* _Written task_
Find each line in the data below that contains the word "prompts" and copy those lines in full.

* _Data for this task_
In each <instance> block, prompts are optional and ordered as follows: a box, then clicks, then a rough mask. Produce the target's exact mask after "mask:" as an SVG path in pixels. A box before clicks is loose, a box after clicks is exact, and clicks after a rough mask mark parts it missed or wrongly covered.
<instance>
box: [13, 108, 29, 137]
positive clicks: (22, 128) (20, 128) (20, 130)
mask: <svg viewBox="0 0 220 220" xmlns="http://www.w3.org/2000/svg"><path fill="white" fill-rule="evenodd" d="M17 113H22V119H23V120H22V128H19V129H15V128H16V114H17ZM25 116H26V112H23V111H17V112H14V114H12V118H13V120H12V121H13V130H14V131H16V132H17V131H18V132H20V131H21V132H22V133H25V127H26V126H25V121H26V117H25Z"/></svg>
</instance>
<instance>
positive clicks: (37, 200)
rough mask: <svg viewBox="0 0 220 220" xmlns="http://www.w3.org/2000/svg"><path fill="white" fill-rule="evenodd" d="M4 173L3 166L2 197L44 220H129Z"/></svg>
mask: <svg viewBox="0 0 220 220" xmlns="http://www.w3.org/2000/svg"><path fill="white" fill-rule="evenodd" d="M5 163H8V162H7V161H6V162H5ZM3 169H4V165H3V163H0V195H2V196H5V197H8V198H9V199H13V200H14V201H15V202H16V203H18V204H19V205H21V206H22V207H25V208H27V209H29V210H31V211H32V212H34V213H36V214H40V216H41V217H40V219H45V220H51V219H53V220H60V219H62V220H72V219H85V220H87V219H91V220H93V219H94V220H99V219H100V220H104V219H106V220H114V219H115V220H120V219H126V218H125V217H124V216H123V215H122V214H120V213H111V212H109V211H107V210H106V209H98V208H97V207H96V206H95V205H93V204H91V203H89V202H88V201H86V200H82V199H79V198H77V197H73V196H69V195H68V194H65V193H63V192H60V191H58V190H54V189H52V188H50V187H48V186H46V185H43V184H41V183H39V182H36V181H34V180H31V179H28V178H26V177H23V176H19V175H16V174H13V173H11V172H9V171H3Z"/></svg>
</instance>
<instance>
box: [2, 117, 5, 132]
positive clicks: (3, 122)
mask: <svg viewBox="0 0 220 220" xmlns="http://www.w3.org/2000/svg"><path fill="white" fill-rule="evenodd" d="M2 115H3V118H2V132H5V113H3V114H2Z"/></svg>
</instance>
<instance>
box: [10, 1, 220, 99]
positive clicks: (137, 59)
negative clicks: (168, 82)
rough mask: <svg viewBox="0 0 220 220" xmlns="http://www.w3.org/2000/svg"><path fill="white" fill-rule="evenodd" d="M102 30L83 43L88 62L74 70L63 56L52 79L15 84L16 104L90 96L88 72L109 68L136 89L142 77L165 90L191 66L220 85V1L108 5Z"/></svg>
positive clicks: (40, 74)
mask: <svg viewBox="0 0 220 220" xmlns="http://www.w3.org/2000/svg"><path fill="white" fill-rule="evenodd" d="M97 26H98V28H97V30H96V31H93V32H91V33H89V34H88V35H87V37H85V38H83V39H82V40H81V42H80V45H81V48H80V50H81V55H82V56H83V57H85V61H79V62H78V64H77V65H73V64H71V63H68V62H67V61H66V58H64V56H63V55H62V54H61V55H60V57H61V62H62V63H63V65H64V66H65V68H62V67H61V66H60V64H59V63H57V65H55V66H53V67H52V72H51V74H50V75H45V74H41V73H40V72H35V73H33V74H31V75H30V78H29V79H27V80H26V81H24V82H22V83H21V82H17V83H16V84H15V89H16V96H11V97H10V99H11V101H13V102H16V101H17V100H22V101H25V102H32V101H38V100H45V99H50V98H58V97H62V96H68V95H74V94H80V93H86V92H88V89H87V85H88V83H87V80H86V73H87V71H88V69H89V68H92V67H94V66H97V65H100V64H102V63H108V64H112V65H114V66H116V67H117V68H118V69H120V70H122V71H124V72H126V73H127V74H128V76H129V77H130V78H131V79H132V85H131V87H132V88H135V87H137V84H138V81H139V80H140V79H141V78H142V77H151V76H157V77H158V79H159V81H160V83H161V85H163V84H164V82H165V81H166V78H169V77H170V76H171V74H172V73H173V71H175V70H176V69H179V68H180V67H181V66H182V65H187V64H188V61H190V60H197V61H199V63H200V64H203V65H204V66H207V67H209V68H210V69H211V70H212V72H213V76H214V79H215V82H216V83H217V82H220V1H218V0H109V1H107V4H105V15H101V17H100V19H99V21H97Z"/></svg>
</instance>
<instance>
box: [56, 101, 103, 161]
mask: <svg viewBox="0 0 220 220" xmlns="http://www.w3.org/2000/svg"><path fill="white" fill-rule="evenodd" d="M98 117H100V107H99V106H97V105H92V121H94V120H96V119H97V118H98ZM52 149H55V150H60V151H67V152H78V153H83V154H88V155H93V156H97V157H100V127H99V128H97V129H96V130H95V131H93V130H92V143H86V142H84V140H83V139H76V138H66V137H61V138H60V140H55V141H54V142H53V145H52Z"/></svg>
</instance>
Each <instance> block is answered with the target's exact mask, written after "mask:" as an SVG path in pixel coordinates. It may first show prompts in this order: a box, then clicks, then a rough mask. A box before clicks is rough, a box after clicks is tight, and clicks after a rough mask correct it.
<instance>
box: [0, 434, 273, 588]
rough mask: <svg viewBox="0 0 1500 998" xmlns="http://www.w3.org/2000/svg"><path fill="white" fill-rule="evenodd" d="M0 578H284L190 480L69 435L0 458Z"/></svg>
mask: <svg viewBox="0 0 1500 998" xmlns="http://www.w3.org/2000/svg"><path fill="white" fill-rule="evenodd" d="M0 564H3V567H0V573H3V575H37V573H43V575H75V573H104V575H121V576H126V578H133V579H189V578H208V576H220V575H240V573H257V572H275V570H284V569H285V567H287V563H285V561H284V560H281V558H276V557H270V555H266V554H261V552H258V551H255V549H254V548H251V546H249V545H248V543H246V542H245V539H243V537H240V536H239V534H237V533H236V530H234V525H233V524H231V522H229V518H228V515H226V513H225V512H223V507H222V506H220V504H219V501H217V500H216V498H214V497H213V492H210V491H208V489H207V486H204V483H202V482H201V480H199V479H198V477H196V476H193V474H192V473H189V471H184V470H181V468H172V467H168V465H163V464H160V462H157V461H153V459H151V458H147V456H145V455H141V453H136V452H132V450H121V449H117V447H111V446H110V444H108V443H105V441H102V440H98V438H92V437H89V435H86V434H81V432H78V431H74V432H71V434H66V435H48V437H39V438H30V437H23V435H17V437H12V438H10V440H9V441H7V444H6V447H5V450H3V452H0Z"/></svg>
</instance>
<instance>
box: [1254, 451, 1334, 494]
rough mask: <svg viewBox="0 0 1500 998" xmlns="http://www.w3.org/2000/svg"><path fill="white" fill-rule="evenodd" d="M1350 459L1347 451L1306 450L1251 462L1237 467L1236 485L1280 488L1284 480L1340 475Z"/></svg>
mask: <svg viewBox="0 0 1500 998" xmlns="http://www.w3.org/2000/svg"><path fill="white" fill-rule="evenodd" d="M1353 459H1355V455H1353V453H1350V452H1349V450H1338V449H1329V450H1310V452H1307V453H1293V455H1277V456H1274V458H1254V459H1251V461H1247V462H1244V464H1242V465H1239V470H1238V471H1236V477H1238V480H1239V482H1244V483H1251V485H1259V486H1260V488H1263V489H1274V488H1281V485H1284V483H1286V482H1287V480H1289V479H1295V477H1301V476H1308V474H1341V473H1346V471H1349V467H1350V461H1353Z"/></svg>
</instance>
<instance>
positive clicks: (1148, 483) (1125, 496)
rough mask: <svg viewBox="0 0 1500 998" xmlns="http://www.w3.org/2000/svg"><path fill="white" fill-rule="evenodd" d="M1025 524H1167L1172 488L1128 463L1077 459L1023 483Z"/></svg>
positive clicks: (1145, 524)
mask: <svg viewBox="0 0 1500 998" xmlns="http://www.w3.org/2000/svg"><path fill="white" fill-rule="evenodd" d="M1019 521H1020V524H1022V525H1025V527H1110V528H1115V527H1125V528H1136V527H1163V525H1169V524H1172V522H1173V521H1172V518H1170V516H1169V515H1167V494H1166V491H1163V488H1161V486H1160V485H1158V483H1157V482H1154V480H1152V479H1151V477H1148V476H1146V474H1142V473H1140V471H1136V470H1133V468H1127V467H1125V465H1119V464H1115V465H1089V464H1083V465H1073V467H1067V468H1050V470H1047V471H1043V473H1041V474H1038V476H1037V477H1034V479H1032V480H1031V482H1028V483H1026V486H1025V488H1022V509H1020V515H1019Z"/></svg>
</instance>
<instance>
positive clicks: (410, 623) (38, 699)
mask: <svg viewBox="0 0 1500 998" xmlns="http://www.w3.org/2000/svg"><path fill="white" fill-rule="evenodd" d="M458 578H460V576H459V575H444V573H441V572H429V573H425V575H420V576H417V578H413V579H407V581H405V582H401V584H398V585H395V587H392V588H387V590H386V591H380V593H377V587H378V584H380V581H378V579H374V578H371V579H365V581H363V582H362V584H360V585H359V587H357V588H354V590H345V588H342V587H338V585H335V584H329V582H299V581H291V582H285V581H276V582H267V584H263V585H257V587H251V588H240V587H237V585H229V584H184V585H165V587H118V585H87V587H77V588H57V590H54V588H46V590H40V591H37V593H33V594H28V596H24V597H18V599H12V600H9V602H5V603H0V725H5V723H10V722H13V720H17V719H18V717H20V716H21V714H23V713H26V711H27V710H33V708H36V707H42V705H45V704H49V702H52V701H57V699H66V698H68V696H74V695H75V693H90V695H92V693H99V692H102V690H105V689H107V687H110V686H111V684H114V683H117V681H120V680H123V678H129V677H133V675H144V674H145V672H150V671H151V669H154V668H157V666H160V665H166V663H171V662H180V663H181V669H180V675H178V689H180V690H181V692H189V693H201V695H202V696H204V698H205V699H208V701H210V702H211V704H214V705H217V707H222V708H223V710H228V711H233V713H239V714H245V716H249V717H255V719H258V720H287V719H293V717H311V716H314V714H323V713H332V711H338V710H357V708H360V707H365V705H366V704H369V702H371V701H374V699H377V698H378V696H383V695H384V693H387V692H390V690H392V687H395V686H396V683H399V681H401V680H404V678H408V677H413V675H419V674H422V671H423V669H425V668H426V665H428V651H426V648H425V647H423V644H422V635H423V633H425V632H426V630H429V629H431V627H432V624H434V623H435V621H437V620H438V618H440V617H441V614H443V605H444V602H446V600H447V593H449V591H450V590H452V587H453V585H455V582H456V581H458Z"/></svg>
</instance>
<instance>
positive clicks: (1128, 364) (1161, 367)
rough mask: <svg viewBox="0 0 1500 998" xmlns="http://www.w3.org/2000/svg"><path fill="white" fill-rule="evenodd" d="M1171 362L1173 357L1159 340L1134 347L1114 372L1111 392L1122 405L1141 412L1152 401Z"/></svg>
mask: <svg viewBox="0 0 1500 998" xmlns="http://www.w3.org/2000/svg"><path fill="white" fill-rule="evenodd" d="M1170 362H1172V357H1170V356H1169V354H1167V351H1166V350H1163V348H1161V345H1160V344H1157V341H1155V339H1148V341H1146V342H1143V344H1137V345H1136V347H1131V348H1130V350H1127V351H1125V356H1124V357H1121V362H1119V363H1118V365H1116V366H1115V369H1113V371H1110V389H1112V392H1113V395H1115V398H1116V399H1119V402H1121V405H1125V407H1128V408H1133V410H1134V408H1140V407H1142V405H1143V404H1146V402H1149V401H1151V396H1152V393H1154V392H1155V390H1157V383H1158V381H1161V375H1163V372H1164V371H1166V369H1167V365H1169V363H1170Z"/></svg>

* _Reply to the exercise_
In each <instance> block, prompts are optional and ordered as follows: a box, then clicks, then a rough mask. Produce the target's exact mask after "mask:" as an SVG path in pixels. A box before clicks is loose, a box after clicks is exact, and clicks after a rough mask mark parts it missed or wrongly covered.
Each <instance> block is answered with the target's exact mask, written after "mask:" as an SVG path in pixel coordinates. It may first show prompts in this order: a box, then clicks, then a rough mask. A box before clicks is rough, a box after clicks is tight, and clicks after a rough mask correct it.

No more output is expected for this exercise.